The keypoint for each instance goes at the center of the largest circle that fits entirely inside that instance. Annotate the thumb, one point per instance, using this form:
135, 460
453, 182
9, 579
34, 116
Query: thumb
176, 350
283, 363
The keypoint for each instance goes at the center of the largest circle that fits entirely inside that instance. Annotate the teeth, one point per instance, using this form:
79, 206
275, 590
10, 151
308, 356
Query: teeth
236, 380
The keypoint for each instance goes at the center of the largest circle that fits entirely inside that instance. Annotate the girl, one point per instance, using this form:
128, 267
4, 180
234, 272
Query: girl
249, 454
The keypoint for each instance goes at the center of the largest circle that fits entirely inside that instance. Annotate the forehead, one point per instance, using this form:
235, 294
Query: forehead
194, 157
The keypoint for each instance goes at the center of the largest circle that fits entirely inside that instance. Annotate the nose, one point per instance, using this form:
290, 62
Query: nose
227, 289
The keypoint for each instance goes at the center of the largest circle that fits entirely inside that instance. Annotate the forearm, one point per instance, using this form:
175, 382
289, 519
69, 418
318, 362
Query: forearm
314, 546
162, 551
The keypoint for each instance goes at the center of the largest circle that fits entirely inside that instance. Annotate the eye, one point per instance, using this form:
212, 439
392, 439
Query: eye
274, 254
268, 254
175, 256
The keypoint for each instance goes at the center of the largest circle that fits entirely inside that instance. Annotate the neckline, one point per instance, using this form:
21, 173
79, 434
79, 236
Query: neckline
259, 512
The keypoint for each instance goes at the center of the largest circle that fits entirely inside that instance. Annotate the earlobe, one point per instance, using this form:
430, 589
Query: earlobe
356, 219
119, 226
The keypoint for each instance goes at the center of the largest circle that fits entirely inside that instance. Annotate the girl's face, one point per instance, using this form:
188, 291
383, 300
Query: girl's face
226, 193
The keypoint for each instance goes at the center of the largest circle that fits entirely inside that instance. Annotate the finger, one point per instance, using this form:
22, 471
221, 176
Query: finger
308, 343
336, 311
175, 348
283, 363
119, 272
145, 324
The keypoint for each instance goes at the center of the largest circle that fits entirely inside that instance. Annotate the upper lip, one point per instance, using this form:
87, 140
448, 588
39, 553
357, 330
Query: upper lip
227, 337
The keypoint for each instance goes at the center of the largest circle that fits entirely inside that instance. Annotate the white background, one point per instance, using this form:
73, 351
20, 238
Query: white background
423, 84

------------------------------------------------------------------------

Copy the part of the listing that opens with the line containing "the nose, one" and runs through the end of the listing, with every line and request included. Shift each answer point by adding 87 to both of its coordinates.

The keypoint for each instance goes at the center of the largest circle that fits entirely inside that instance. Annotate the nose, one point per instance, using this form:
290, 62
Query: nose
314, 376
The keypoint for each instance goes at the center of the largest circle that fits entirely inside that instance. Annotate the forearm, one point per instance, using this form:
175, 382
289, 519
69, 418
318, 362
Query: forearm
401, 633
249, 638
The keypoint for each instance goes at the center of the largest circle that fits entirely inside that instance. Annotate the eye, one point per instance, using this form:
212, 439
392, 439
Query: eye
361, 341
355, 341
262, 343
The keypoint for each instance goes at the center of the largest circle that fits entirely inside that instance. Annotate the neckline, one point per instance, using this form:
21, 173
79, 434
79, 236
Query: neckline
346, 599
The keypoint for each instance goes at the center of the largest circle that fits entirely inside that instance. Annotate the earlobe, one point per instance, using this form:
430, 589
Query: earlobe
443, 306
206, 313
The keypoint for each instance goes at the center of the largest circle that fits entirely inside that instance. Annotate the girl's face, one point per instance, using this form:
188, 291
383, 300
Query: girl's face
313, 280
The keypoint for each instance goes at the center of the largest circle that fits entirely inside that instance. Annotate the finger, one point per instance, using this form:
22, 471
221, 176
Query: finger
395, 430
423, 398
262, 435
370, 450
206, 359
232, 411
The keypoint for each instance goes at the center of the largest circle that fits entirely inside that instance. Annotate the upper lip, one point per instance, using this form:
87, 140
448, 588
39, 553
357, 330
Query: upper lip
314, 424
The keypoint for each instance goes at the center of the largest circle that fits entirely inside that instance. Annotate the white background, one point per instance, using this form:
73, 351
20, 238
Query: white background
510, 171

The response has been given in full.